**Short exercise**
Show each of the lines below that contains the string "blue".

**Entries provided**
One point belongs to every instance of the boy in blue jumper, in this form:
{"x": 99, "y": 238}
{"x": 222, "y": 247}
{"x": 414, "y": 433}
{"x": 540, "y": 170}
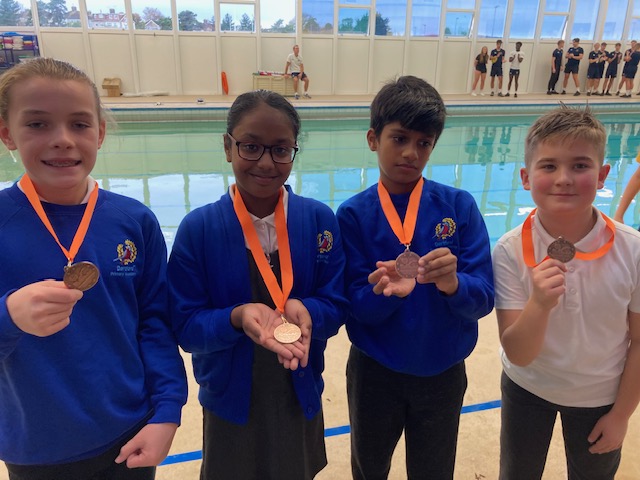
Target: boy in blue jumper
{"x": 419, "y": 277}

**Output of the exercise**
One point belongs to every instance of the boy in blue jumper, in this form:
Target: boy in blue jumper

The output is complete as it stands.